**** Extracted entries

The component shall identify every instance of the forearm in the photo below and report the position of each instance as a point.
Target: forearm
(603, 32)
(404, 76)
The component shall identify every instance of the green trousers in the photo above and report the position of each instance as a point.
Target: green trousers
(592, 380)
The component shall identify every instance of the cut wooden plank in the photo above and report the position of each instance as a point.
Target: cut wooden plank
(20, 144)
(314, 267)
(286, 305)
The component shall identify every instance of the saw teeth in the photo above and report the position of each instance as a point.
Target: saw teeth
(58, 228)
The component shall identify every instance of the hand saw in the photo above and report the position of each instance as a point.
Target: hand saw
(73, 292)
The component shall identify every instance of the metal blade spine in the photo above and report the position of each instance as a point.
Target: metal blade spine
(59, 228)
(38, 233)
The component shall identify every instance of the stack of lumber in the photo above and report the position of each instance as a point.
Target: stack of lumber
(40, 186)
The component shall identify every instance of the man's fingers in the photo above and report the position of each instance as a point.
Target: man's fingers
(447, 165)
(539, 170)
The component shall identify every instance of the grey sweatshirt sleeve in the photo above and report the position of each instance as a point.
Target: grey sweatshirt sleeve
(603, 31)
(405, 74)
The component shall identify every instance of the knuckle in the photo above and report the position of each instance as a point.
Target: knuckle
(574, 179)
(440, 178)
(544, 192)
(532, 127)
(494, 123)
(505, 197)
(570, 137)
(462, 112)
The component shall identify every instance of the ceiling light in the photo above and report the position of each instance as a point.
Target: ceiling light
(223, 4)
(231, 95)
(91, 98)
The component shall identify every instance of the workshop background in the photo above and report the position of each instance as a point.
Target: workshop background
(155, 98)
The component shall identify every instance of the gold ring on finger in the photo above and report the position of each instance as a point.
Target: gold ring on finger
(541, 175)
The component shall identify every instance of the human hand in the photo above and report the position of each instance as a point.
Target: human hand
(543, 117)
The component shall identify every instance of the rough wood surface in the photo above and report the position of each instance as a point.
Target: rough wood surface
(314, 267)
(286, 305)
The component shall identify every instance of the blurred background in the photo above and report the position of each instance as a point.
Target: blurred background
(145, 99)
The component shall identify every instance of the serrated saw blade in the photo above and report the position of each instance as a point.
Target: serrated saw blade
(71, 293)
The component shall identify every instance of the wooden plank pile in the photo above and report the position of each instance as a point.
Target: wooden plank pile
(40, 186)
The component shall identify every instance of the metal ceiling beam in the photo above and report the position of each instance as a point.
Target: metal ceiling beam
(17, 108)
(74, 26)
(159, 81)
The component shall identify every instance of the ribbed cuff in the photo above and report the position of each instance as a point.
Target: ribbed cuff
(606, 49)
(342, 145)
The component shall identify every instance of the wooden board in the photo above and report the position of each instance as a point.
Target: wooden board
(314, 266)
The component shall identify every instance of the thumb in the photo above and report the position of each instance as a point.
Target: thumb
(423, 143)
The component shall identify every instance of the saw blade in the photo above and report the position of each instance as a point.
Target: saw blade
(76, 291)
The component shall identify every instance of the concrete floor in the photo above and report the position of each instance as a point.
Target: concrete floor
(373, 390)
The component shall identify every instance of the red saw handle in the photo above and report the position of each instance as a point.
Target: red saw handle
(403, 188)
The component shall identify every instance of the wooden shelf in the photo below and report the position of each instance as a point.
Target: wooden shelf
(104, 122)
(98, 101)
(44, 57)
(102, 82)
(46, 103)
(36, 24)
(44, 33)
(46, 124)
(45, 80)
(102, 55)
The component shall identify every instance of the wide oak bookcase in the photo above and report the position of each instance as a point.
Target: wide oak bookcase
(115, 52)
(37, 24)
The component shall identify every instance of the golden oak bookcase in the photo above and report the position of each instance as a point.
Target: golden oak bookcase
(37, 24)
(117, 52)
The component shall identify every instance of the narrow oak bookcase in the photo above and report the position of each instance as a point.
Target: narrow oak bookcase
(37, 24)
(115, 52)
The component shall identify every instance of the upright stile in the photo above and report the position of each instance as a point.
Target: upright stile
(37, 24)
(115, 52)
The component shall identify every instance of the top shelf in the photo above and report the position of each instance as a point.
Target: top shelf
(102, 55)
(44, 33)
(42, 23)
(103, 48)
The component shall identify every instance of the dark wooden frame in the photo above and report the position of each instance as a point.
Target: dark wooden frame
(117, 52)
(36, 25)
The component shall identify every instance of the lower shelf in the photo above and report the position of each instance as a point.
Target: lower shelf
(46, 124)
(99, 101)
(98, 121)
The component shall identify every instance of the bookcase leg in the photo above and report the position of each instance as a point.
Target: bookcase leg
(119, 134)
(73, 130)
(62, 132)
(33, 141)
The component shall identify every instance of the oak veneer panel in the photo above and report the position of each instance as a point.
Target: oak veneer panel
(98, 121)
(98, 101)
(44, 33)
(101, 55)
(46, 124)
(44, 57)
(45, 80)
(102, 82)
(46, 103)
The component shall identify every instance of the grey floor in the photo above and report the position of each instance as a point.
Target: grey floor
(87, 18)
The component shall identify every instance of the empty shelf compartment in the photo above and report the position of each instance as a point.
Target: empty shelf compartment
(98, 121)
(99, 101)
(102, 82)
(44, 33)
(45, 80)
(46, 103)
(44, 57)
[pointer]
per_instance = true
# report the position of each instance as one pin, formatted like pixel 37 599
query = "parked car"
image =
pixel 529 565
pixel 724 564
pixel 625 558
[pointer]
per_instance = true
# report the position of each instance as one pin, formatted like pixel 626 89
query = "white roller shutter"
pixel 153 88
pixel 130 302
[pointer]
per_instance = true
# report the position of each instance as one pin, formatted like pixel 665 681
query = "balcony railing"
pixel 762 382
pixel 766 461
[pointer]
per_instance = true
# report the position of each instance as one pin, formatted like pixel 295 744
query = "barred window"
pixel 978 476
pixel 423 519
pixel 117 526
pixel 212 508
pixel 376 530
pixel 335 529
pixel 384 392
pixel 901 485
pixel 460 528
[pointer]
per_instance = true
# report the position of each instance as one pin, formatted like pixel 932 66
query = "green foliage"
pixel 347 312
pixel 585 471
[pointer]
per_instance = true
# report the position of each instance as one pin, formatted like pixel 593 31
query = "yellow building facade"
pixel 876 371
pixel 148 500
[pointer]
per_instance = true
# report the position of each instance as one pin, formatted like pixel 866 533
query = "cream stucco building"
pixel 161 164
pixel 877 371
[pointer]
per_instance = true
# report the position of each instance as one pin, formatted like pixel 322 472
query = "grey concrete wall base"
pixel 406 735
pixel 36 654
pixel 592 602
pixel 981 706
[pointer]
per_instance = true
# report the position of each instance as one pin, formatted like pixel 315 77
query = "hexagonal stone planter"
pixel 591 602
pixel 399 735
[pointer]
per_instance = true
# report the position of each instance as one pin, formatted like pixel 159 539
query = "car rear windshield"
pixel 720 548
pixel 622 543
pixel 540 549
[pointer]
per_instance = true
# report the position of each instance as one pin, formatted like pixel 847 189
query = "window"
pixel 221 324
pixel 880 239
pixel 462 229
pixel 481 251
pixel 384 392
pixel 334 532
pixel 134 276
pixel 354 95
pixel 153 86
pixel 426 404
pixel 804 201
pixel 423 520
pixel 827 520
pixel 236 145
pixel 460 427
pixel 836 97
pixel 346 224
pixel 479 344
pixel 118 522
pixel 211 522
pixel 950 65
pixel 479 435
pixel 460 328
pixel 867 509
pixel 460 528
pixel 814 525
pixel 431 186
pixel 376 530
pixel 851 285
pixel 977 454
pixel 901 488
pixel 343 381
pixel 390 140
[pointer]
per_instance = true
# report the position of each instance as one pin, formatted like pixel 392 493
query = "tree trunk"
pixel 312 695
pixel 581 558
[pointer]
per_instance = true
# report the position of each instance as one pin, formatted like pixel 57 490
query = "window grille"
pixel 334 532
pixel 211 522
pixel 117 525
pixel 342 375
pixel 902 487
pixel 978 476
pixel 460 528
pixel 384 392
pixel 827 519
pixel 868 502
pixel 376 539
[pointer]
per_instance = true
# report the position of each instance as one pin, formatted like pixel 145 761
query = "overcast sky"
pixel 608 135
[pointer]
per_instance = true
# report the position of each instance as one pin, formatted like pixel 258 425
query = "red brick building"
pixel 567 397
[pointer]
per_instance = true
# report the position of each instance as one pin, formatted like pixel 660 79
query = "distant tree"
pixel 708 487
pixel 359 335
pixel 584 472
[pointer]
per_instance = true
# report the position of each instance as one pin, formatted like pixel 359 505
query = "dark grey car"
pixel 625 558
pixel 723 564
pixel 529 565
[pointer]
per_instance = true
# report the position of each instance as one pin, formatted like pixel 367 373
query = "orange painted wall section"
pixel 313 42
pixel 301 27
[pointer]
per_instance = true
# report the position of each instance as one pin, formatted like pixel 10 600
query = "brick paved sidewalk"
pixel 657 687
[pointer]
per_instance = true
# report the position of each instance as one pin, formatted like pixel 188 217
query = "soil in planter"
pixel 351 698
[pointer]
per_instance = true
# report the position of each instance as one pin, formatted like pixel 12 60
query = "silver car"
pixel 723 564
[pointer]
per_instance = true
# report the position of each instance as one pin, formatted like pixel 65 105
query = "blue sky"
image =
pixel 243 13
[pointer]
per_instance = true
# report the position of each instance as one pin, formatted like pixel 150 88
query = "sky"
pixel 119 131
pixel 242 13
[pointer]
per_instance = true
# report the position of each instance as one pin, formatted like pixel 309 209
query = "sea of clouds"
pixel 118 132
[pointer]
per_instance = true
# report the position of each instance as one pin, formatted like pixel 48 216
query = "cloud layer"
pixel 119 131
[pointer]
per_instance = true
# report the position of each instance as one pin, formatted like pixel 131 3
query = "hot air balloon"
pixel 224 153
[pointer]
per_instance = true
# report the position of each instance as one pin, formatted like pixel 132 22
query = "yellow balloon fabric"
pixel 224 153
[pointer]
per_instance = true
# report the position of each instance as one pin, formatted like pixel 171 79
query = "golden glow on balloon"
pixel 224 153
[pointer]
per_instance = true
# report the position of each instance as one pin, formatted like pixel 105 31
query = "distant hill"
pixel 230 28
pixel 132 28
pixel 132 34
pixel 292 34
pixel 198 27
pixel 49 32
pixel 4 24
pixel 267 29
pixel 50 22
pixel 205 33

********

• _Stated exercise_:
Convert the listing from the line with "The component shall identify every instance of the oak" to the line with "pixel 981 706" into a two-column CSV with the header task,value. Each row holds one task's text and its answer, each in a single quoted field, with line breaks replaced by spaces.

• _Finished answer_:
task,value
"The component shall identify every instance of the oak veneer panel in the photo above and report the position of each instance as a point. Target: oak veneer panel","(98, 121) (98, 101) (44, 33) (101, 55) (46, 124) (44, 57) (45, 80) (102, 82) (46, 103)"
"The component shall identify every instance of the grey floor in the photo above and report the position of each instance as a point. Target: grey floor","(87, 18)"
"The component shall identify every instance of the empty shelf compartment in the photo above and report the position of each instance as a point. Target: empty shelf compartment","(98, 121) (99, 101) (102, 82) (44, 33) (45, 80) (46, 103) (44, 57)"
"[pointer] per_instance = true # report the position of each instance as one pin, formatted like pixel 37 599 query = ""parked car"" image =","pixel 529 565 pixel 724 564 pixel 625 558"
"[pointer] per_instance = true # report the position of each instance as one pin, formatted like pixel 626 89 query = ""white roller shutter""","pixel 153 88 pixel 130 302"
"[pointer] per_instance = true # report the position of each instance as one pin, formatted like pixel 665 681 query = ""balcony railing""","pixel 762 382 pixel 766 461"
"[pointer] per_instance = true # report the position of each instance as one pin, formatted like pixel 295 744 query = ""barred window""","pixel 978 476 pixel 423 519 pixel 117 526 pixel 212 508 pixel 376 530 pixel 335 529 pixel 384 392 pixel 901 485 pixel 460 528"
"[pointer] per_instance = true # report the position of each instance as one pin, formatted like pixel 932 66 query = ""green foliage""","pixel 347 312 pixel 585 471"
"[pointer] per_instance = true # report the position of each instance as one pin, formatted like pixel 593 31 query = ""yellow building facade""","pixel 876 371 pixel 148 500"
"[pointer] per_instance = true # report the position of each instance as one pin, formatted like pixel 866 533 query = ""cream stucco building""","pixel 161 164 pixel 877 371"
"[pointer] per_instance = true # report the position of each instance as one pin, formatted like pixel 322 472 query = ""grey concrete wall base""","pixel 406 735 pixel 36 654 pixel 592 602 pixel 981 706"